Goal:
Repeat, line for line, the entries printed below.

Supplied data:

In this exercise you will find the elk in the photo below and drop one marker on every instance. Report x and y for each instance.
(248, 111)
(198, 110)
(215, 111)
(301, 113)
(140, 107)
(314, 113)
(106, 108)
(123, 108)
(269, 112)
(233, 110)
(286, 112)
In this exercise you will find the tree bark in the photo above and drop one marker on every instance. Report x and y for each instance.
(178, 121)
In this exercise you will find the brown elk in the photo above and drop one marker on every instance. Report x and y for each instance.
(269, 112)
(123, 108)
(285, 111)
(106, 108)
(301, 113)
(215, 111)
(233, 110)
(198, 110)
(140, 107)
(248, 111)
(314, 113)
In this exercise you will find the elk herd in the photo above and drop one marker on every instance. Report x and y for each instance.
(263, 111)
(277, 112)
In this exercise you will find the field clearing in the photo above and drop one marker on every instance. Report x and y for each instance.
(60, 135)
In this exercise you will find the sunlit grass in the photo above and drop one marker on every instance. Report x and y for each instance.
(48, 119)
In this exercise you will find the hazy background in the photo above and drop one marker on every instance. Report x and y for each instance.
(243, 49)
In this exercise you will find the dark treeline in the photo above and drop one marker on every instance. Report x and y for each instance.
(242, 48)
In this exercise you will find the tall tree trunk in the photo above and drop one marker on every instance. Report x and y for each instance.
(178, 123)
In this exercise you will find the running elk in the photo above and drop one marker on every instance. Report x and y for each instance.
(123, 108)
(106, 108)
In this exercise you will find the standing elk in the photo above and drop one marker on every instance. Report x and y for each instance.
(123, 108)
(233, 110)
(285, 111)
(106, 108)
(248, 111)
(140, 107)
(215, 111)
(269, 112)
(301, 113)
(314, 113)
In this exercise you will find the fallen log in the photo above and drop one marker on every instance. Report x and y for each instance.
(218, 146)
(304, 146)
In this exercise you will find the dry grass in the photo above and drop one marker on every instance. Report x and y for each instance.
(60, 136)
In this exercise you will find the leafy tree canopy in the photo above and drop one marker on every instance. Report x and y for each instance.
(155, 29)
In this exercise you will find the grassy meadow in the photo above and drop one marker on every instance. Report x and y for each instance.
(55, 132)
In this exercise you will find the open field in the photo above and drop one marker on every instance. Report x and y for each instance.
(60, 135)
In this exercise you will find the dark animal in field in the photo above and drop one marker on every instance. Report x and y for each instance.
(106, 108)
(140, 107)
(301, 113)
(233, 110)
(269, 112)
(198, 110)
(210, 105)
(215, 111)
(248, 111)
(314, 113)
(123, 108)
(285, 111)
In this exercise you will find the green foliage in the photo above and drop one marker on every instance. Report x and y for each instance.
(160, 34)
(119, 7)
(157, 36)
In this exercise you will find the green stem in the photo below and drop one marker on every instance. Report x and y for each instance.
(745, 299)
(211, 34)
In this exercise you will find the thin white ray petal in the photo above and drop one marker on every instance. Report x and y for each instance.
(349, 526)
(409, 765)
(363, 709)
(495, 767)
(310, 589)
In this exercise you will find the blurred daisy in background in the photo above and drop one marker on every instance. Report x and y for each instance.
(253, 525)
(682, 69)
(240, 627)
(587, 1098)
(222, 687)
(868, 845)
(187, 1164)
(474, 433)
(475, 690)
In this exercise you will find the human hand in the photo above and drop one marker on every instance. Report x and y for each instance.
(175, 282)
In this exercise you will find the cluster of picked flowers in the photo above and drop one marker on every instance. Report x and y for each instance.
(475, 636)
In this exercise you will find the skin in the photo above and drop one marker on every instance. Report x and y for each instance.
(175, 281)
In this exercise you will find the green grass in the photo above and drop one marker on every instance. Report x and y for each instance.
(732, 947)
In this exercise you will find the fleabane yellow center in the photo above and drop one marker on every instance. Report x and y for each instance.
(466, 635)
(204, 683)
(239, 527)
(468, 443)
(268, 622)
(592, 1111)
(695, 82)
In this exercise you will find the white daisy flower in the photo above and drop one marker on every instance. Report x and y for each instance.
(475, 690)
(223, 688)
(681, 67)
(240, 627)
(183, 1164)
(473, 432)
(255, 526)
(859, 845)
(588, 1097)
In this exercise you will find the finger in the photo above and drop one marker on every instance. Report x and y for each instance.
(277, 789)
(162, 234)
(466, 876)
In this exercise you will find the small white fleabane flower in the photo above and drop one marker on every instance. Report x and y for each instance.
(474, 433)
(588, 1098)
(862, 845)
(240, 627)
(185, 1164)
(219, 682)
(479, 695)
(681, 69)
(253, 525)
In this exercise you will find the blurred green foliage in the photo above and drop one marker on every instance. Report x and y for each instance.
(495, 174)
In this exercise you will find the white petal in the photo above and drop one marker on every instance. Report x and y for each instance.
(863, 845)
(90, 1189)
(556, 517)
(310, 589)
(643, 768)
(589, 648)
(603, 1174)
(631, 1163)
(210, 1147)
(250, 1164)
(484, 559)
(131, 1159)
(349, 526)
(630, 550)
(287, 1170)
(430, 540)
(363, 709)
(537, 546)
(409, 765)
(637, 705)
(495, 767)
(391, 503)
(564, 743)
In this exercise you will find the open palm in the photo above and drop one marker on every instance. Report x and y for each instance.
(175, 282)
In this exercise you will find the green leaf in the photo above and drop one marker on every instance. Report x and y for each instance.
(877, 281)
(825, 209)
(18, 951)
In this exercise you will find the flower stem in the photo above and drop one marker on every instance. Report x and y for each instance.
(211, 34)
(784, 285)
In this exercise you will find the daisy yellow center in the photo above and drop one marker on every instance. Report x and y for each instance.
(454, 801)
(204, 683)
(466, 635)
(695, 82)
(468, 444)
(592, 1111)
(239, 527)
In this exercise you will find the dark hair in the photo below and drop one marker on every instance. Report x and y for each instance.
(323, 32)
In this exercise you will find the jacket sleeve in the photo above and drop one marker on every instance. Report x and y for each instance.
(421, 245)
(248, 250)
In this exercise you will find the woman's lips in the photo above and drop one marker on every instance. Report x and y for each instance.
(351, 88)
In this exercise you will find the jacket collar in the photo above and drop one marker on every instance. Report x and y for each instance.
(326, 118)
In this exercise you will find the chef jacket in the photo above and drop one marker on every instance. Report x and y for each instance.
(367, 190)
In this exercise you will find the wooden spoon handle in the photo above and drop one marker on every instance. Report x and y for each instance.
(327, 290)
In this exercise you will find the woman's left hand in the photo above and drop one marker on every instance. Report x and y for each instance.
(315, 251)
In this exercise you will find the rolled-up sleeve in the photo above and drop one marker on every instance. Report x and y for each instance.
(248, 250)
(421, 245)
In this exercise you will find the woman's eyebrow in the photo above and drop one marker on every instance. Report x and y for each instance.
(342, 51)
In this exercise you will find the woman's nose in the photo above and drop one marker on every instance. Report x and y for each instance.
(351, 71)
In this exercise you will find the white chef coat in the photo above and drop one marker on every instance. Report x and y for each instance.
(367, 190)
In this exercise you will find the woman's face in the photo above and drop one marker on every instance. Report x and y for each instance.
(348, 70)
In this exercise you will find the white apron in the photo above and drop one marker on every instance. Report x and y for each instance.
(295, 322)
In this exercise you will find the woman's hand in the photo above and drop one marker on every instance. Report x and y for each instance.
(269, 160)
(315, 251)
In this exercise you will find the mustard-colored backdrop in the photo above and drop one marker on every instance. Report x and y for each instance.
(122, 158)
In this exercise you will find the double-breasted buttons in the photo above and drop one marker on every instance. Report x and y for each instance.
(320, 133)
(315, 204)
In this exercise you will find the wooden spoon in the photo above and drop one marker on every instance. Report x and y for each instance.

The output:
In this exercise you will find the elk in the photo below and drop one marker on every instance. Report x and y for each instance.
(248, 111)
(198, 110)
(215, 111)
(301, 113)
(140, 107)
(314, 113)
(106, 108)
(123, 108)
(269, 112)
(233, 110)
(286, 112)
In this exercise you will find the tree bark in the photo above and drop one marker on every instance. Report x and y for each instance.
(178, 121)
In this exercise you will find the brown elk in the photo above and drop one marker on every instance. Report x and y for each instance.
(269, 112)
(123, 108)
(285, 111)
(106, 108)
(301, 113)
(215, 111)
(233, 110)
(198, 110)
(140, 107)
(248, 111)
(314, 113)
In this exercise you will find the elk herd in the photo above and drop one marker on every instance. Report x and y for each instance.
(263, 111)
(277, 112)
In this exercise you will find the field clearing in the photo above and drop one marker on every instance. Report x and y for each instance.
(60, 135)
In this exercise you will find the sunlit grass in the photo above and drop one marker on every instance. Report x and y for each instance.
(48, 119)
In this exercise you will find the hazy background in the photo above and drop one marker on every instance. Report x and y for each instance.
(243, 49)
In this exercise you will find the dark treeline in the photo above and drop one marker on every instance. Report x and y for each instance.
(242, 48)
In this exercise you will find the tall tree trunk in the photo above and drop one marker on every instance. Report x and y for each instance.
(178, 123)
In this exercise you will find the running elk in the photo above and drop one marker on every instance. Report x and y for each instance.
(123, 108)
(106, 108)
In this exercise you will find the standing elk in the photo above and drop one marker on every instance. Report x and y for each instance.
(123, 108)
(233, 110)
(285, 111)
(106, 108)
(248, 111)
(140, 107)
(215, 111)
(269, 112)
(301, 113)
(314, 113)
In this exercise you will find the fallen log in the photo above and drop one marker on every instance. Report x and y for each instance.
(218, 146)
(304, 146)
In this exercise you will find the dry grass in the photo above and drop one marker on every instance. Report x and y for each instance.
(60, 136)
In this exercise you will find the leafy tree canopy in the photo above and drop one marker on every instance. Report x and y for each instance.
(155, 29)
In this exercise you will find the grassy meadow in the photo above and drop one marker on every instance. Report x and y for each instance.
(55, 132)
In this exercise you will find the open field in the photo above and drop one marker on every instance. Report x and y for each instance.
(60, 135)
In this exercise you will find the dark animal in field in the photo above and drop one marker on every instance. Report x and y for each instance.
(106, 108)
(140, 107)
(301, 113)
(233, 110)
(269, 112)
(198, 110)
(210, 105)
(215, 111)
(248, 111)
(314, 113)
(123, 108)
(285, 111)
In this exercise you will find the green foliage in the photo above and drop one marker on every instance. Report x and y for each instance.
(160, 34)
(119, 7)
(157, 36)
In this exercise you will find the green stem in the photo below and drop one marker on every instance. Report x and y for each instance.
(745, 299)
(211, 34)
In this exercise you will find the thin white ray petal in the photo above and drop one marker on every instance. Report x and y for each instance.
(349, 526)
(409, 765)
(363, 709)
(495, 767)
(310, 589)
In this exercise you will find the blurred daisy in background in the photo above and drop one marker on every instance. Report x and y for each instance.
(253, 525)
(682, 69)
(240, 627)
(587, 1098)
(222, 687)
(868, 845)
(187, 1164)
(474, 433)
(475, 690)
In this exercise you will find the human hand in the photo above and drop one marker on every instance. Report x and y for each instance.
(175, 282)
In this exercise you will find the cluster of picked flowers in the photo above and drop one marker on every instance. Report x and y for each instance.
(475, 636)
In this exercise you will find the skin in the photo above and drop one marker on every instance. Report x and y for each instance.
(175, 281)
In this exercise you will find the green grass in the photo above and drop one marker on every instance. Report x and y for each instance.
(732, 947)
In this exercise you will find the fleabane yellow center in the photo above and drop one marker on every instance. Report x and y for each instance.
(466, 635)
(204, 683)
(239, 527)
(468, 443)
(268, 622)
(592, 1111)
(695, 82)
In this exercise you will find the white daisy flower in the photo above and drop one marker on every instance. Report x and y for each instance.
(475, 690)
(223, 688)
(681, 67)
(240, 627)
(183, 1164)
(473, 432)
(255, 526)
(859, 845)
(588, 1097)
In this exercise you will find the finger in the photo above and drop one marker on every instance. Report x and y for each instance.
(277, 789)
(162, 234)
(466, 876)
In this exercise you will find the small white fleabane flower in the photo above and drop one marker on every instance. Report x and y for each instance.
(474, 433)
(588, 1098)
(862, 845)
(240, 627)
(185, 1164)
(219, 682)
(479, 695)
(681, 69)
(253, 525)
In this exercise you will find the blurred green foliage in the photo above and drop one marker on every instance. Report x and y for each instance.
(495, 174)
In this exercise you will find the white petal in the photo above and drop one marker on every instance. Report x and y for each instance.
(863, 845)
(90, 1189)
(556, 517)
(310, 589)
(643, 768)
(589, 648)
(603, 1174)
(631, 1163)
(210, 1147)
(250, 1164)
(484, 559)
(131, 1159)
(349, 526)
(630, 550)
(287, 1170)
(430, 540)
(363, 709)
(537, 546)
(409, 765)
(637, 705)
(495, 767)
(391, 503)
(564, 743)
In this exercise you will find the open palm in the photo above and drop one marker on every instance. Report x and y for each instance.
(175, 282)
In this exercise you will find the green leaf in the photo above and drop one marker on every instance. Report x and y for each instance.
(877, 281)
(825, 209)
(18, 951)
In this exercise you will find the flower stem in the photo above and drop one marker on every instance. Report x and y for each instance.
(211, 34)
(784, 285)
In this exercise you will find the daisy yellow center in the photo above and drop one marker on every instance. Report x and y for each instance.
(454, 801)
(204, 683)
(466, 635)
(695, 82)
(468, 444)
(592, 1111)
(239, 527)
In this exercise you will find the dark hair in the photo below and drop one marker on every instance. Report x and y for each instance.
(323, 32)
In this exercise you will find the jacket sleeve in the photo above and drop one marker on every instance. Report x and y for each instance.
(421, 245)
(248, 250)
In this exercise you will find the woman's lips in the photo above and drop one marker on every instance. Report x and y for each instance.
(351, 88)
In this exercise you will find the jacket collar in the photo above and drop one marker on every instance. Report x and y for each instance.
(326, 118)
In this exercise you will find the chef jacket in the photo above and drop one marker on every instance. Report x and y for each instance.
(367, 190)
In this exercise you will find the wooden spoon handle in the photo above and drop one marker on every instance. Report x and y for each instance.
(327, 290)
In this exercise you will find the woman's left hand in the photo above and drop one marker on every instance. Report x and y for each instance.
(315, 251)
In this exercise you will find the rolled-up sleeve in the photo above and drop one marker on every instance. Report x and y for each instance.
(248, 250)
(421, 245)
In this exercise you will find the woman's eyebrow in the photo above and drop one marker on every instance. Report x and y for each instance.
(342, 51)
In this exercise you will find the woman's nose in the photo above and drop one marker on every instance. Report x and y for each instance.
(351, 71)
In this exercise you will find the white chef coat in the photo above and drop one marker on every instance. Report x and y for each instance.
(367, 190)
In this exercise you will find the woman's face in the photo above and drop one marker on every instance. Report x and y for each instance.
(348, 70)
In this exercise you will find the white apron in the photo above and drop one marker on every instance. Report x and y for each instance.
(295, 322)
In this exercise you will find the woman's hand in the photo above and drop one marker on every instance. Report x and y for each instance.
(269, 160)
(315, 251)
In this exercise you will find the mustard-colored backdrop in the photo above and drop one marker on every instance. Report x and y for each instance.
(122, 158)
In this exercise you will find the double-breasted buttons in the photo above and drop one marker on every instance. Report x and y for each instance.
(320, 133)
(315, 204)
In this exercise you will find the wooden spoon in the photo above and drop one marker on every instance. Report x and y for each instance.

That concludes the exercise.